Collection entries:
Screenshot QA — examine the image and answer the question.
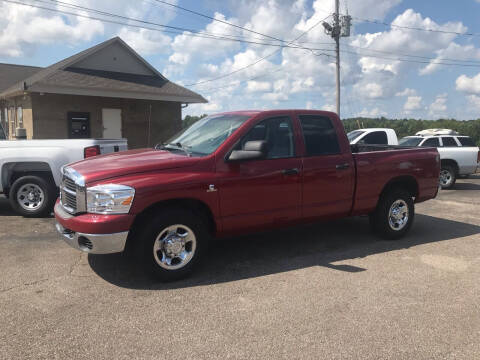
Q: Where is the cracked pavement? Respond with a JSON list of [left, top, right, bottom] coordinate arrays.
[[0, 174, 480, 359]]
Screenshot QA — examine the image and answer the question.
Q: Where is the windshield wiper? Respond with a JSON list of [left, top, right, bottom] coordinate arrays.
[[155, 142, 192, 156]]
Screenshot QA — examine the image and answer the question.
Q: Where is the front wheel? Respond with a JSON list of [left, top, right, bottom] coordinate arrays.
[[137, 209, 209, 281], [370, 189, 415, 240], [440, 165, 457, 189]]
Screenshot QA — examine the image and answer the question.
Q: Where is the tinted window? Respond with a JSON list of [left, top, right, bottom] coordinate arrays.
[[442, 137, 458, 147], [398, 137, 423, 146], [347, 130, 365, 142], [457, 136, 476, 146], [422, 138, 440, 147], [359, 131, 388, 145], [300, 115, 340, 156], [165, 114, 249, 156], [235, 116, 295, 159]]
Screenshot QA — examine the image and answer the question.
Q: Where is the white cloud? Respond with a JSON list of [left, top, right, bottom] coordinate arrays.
[[357, 107, 387, 117], [467, 95, 480, 111], [403, 96, 422, 112], [428, 94, 447, 117], [118, 27, 171, 55], [395, 88, 417, 96], [247, 81, 272, 92], [0, 2, 104, 57], [169, 12, 241, 65], [420, 42, 480, 75], [455, 73, 480, 95]]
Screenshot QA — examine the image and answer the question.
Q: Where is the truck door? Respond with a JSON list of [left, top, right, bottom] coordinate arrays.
[[298, 115, 355, 219], [217, 116, 302, 232]]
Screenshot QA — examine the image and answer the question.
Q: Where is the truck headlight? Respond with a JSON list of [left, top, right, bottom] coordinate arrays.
[[87, 184, 135, 214]]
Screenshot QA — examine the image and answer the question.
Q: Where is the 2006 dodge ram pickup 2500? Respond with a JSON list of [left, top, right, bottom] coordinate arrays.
[[55, 110, 440, 280]]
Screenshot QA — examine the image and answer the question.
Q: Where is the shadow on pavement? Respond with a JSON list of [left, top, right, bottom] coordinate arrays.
[[88, 214, 480, 290], [452, 182, 480, 190]]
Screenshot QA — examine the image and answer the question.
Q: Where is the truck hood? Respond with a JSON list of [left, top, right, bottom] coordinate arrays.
[[69, 149, 199, 184]]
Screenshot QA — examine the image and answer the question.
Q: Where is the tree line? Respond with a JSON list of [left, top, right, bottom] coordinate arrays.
[[343, 117, 480, 146], [183, 114, 480, 146]]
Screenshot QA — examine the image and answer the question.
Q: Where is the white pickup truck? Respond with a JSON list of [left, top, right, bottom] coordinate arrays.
[[0, 139, 128, 216], [399, 132, 480, 189], [347, 128, 398, 145]]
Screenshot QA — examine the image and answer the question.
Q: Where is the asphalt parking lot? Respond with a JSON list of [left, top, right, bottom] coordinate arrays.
[[0, 174, 480, 359]]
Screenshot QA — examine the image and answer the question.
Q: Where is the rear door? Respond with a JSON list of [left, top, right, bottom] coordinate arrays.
[[217, 115, 302, 232], [298, 114, 355, 219]]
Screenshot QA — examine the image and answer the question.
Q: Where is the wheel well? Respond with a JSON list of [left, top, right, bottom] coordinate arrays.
[[1, 162, 56, 194], [380, 176, 418, 197], [128, 199, 217, 240], [441, 159, 458, 174]]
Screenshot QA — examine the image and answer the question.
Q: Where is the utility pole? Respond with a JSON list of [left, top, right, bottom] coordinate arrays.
[[323, 0, 352, 117]]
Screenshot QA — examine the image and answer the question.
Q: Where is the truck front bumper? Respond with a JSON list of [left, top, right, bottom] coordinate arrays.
[[54, 201, 133, 254], [55, 222, 128, 254]]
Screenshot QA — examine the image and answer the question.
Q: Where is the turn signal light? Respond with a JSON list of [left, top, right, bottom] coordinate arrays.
[[83, 145, 100, 159]]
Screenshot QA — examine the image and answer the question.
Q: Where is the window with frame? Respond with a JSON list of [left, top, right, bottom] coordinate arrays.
[[17, 106, 23, 126], [299, 115, 340, 156], [442, 137, 458, 147], [358, 131, 388, 145], [422, 138, 440, 147], [457, 136, 477, 147], [235, 116, 295, 159]]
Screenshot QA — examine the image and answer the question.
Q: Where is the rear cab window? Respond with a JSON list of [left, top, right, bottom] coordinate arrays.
[[457, 136, 477, 147], [421, 138, 440, 147], [442, 136, 458, 147], [358, 131, 388, 145], [298, 115, 340, 156], [234, 116, 295, 160]]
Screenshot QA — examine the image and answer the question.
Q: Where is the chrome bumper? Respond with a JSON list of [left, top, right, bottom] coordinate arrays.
[[55, 222, 128, 254]]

- [What is being asked]:
Return every line of the records above that contains the word "pickup", copied unchanged.

- [Completed exercise]:
Q: Where is the 2006 dodge ram pickup 2500? Respond with a JSON list of [left, top, right, bottom] coordinate arrays.
Q: Where is the white pickup truck? Respond with a JSON list of [left, top, right, bottom] coordinate arrays.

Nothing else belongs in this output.